— Start of THE DATA —

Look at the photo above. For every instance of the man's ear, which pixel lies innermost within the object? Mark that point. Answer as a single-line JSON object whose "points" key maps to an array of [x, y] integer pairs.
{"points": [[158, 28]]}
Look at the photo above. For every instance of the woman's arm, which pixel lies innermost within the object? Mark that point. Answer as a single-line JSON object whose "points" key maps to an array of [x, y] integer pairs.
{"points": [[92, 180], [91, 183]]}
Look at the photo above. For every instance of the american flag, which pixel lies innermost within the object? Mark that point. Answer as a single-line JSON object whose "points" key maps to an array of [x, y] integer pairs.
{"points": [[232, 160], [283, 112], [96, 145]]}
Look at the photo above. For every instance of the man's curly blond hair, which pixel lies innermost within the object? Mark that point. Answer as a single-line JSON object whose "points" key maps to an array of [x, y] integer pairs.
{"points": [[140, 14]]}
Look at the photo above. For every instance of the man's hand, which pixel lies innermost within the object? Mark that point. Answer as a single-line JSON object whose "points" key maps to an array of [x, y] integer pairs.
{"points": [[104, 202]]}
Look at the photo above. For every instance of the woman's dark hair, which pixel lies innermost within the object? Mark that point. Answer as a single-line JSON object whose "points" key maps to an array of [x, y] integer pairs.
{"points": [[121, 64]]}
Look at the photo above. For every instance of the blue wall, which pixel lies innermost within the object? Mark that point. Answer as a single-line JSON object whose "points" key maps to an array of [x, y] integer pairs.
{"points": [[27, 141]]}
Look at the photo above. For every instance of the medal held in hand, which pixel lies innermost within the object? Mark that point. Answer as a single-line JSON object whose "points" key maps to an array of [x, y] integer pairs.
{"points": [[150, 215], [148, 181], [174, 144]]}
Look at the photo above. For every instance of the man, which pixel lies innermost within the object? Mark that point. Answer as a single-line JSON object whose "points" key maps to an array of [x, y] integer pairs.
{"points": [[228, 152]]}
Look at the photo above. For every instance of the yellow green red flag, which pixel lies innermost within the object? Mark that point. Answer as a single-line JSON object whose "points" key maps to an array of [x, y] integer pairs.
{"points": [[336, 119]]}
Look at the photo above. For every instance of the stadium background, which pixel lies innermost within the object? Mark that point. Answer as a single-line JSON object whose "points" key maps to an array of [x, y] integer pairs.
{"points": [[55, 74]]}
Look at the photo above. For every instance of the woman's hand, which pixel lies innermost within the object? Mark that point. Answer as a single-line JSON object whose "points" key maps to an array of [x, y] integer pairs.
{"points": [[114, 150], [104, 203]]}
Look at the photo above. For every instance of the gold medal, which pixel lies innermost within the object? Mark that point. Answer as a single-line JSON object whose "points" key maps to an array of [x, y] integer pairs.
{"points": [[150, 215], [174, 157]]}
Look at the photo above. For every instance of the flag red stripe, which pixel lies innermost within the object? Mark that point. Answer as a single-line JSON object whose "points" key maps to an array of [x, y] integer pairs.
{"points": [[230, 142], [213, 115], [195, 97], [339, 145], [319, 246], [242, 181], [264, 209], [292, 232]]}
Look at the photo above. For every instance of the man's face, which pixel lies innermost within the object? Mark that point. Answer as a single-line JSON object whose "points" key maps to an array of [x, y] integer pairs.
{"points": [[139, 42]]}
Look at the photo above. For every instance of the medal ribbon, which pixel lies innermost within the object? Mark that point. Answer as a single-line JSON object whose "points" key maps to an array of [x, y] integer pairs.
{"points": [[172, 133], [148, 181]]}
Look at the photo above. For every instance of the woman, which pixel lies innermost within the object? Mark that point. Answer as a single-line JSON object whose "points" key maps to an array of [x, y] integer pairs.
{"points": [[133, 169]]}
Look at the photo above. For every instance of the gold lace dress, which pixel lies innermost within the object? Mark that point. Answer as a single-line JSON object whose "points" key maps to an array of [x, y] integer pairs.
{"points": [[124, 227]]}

— End of THE DATA —
— Start of THE DATA —

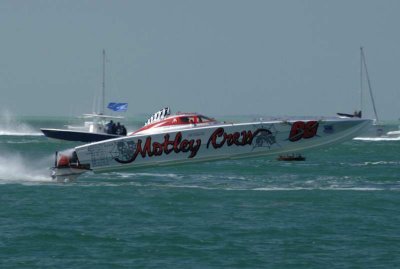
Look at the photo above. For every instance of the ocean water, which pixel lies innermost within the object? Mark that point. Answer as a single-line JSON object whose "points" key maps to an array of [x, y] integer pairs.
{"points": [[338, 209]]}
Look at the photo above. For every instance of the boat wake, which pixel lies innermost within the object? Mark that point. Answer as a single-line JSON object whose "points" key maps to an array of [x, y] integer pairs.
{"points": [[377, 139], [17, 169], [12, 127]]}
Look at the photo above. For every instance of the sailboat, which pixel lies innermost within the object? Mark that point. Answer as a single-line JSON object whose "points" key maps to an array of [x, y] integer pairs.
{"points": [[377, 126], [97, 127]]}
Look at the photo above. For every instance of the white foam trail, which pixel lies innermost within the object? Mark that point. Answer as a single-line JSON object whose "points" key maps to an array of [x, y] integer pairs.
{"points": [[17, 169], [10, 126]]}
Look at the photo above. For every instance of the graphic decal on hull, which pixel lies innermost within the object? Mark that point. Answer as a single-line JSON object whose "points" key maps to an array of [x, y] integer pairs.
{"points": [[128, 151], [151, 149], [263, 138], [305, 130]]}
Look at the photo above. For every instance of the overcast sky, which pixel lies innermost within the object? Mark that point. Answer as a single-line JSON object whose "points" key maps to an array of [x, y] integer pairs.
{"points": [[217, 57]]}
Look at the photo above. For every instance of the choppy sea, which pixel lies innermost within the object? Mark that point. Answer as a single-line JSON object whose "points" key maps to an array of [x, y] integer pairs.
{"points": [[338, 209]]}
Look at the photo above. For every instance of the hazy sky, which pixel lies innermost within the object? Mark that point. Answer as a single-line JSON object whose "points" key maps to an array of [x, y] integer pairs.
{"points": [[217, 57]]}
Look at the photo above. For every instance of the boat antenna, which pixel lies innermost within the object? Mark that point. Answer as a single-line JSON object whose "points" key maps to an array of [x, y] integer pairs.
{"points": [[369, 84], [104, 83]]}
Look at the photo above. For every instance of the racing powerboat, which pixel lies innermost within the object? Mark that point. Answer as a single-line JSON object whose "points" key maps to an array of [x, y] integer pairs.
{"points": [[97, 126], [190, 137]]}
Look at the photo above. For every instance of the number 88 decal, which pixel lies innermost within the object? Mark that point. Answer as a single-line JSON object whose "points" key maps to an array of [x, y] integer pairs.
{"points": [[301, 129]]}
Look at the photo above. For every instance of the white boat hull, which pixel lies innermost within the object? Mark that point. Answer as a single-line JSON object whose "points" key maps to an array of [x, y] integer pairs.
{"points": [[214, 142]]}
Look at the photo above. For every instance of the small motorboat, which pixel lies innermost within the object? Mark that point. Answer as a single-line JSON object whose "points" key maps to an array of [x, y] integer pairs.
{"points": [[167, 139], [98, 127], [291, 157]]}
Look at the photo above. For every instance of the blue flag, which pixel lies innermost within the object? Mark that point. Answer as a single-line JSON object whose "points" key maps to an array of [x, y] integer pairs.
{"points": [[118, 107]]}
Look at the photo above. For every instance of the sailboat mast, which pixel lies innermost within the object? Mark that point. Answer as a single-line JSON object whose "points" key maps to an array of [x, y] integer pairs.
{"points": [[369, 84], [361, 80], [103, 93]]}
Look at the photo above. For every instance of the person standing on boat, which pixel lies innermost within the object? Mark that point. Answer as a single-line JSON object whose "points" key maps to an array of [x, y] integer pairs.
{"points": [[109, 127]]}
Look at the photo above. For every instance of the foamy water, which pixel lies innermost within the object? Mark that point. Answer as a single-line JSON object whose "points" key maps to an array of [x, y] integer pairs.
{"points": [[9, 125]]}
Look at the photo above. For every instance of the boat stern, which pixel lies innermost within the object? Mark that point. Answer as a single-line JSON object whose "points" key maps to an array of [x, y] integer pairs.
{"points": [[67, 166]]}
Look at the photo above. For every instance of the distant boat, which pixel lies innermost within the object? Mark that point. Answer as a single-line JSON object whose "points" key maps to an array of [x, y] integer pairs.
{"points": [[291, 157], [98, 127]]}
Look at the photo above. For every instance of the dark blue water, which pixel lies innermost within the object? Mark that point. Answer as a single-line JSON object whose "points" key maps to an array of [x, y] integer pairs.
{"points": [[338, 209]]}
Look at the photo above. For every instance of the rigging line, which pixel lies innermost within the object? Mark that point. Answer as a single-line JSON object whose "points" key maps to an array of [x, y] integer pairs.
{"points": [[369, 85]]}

— End of THE DATA —
— Start of THE DATA —

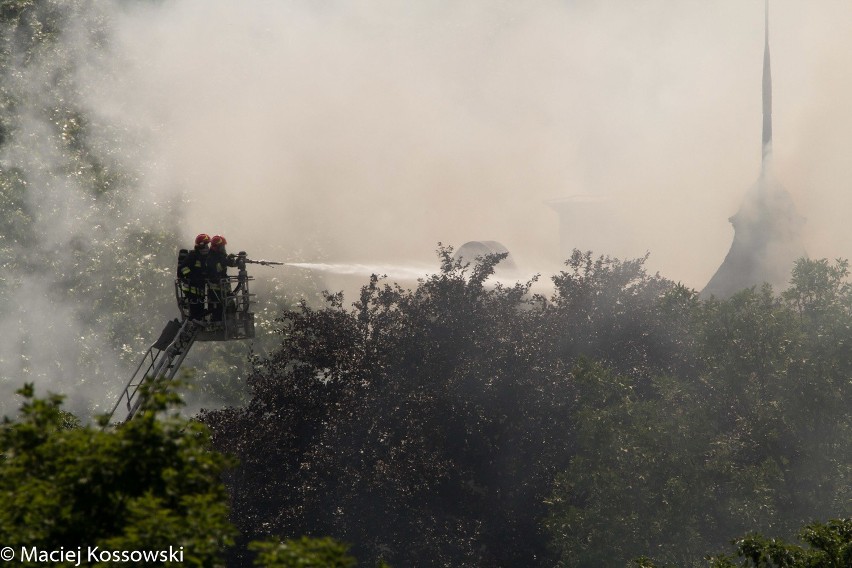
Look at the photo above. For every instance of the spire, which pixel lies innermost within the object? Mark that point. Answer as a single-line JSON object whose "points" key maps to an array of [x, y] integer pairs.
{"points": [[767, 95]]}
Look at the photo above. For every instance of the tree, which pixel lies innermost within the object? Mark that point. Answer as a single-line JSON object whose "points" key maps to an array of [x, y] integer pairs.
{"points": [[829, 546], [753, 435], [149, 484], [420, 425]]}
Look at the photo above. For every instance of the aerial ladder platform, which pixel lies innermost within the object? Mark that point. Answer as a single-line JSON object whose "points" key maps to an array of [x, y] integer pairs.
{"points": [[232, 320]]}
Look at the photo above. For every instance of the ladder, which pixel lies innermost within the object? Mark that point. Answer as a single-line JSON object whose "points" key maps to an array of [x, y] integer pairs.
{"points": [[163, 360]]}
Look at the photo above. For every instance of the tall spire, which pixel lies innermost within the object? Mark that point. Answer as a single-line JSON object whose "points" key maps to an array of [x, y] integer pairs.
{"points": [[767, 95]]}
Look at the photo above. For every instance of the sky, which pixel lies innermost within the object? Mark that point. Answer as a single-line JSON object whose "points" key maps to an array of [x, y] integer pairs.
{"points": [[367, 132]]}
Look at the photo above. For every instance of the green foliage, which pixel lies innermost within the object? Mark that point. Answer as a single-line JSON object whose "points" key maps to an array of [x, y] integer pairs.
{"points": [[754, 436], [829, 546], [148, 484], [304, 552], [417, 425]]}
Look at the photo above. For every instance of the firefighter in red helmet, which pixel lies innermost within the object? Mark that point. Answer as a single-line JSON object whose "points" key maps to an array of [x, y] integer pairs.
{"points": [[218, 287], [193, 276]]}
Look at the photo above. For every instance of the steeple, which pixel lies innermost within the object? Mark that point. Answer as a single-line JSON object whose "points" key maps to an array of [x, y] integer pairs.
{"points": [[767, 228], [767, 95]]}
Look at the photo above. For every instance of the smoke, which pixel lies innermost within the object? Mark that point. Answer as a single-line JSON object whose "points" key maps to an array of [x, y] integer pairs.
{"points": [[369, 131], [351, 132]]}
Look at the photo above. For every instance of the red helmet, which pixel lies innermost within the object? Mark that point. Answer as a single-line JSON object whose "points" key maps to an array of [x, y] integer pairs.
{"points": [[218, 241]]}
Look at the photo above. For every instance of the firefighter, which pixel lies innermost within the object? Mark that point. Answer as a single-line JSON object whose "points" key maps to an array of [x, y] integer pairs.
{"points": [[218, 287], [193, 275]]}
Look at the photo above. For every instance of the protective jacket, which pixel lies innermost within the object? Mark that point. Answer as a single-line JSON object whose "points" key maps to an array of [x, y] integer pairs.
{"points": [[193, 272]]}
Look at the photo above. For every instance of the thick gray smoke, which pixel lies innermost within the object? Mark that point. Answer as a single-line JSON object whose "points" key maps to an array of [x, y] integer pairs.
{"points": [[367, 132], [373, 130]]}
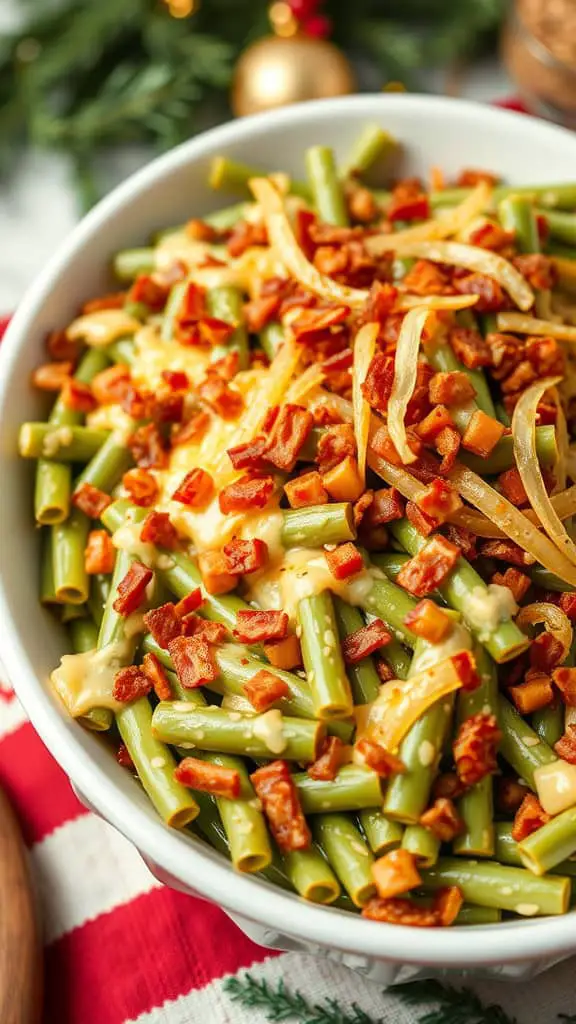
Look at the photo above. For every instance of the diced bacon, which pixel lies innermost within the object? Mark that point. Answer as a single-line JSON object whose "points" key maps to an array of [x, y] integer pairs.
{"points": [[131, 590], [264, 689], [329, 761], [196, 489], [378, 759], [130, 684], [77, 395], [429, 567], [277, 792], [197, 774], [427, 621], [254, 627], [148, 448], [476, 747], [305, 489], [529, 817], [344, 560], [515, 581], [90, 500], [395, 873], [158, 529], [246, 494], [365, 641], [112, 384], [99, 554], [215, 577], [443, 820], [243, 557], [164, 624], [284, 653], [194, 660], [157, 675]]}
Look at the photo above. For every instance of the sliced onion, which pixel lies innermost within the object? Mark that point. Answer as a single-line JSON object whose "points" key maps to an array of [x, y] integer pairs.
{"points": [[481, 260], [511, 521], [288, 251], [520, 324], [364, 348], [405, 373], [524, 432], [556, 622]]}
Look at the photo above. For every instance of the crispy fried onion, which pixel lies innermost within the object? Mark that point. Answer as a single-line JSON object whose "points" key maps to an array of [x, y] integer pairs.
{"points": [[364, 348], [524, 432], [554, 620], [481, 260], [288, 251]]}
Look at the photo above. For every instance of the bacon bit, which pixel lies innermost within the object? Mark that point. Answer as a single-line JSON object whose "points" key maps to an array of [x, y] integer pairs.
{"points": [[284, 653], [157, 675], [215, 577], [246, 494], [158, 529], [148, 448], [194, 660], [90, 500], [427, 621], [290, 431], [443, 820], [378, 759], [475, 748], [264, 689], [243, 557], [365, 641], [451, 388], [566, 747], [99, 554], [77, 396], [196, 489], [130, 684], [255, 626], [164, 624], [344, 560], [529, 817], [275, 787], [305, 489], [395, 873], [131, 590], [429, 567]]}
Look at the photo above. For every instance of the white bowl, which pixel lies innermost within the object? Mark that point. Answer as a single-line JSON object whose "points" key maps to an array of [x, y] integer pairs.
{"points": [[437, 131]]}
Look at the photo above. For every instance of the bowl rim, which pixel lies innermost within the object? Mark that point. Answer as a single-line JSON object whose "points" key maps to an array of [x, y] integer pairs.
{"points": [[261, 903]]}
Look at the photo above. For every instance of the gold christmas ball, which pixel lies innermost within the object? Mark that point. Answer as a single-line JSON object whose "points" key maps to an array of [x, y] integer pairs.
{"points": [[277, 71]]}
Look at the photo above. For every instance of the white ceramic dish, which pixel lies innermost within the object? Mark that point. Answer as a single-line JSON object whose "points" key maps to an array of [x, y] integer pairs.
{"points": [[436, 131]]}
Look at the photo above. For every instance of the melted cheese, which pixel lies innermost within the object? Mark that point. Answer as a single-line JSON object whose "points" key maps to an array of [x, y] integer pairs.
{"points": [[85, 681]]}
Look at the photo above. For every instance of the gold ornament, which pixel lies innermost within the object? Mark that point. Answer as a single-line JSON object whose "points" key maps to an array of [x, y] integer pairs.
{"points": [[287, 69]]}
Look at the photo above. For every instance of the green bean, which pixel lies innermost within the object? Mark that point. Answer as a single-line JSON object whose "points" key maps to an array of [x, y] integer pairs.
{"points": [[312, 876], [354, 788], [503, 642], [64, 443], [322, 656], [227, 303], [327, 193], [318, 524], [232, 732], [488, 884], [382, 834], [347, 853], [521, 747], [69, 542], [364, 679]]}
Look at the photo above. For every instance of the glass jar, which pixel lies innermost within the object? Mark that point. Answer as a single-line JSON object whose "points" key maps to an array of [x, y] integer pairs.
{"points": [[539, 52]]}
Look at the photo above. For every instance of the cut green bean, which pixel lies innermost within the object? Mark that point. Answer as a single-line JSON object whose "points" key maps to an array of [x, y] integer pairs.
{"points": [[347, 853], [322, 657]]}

— End of THE DATA —

▸ YOUR GOAL
How many lines in the records above contain the word "hair"? Matching is case-sensitive. Reply with the number alone.

▸ THE REPLY
2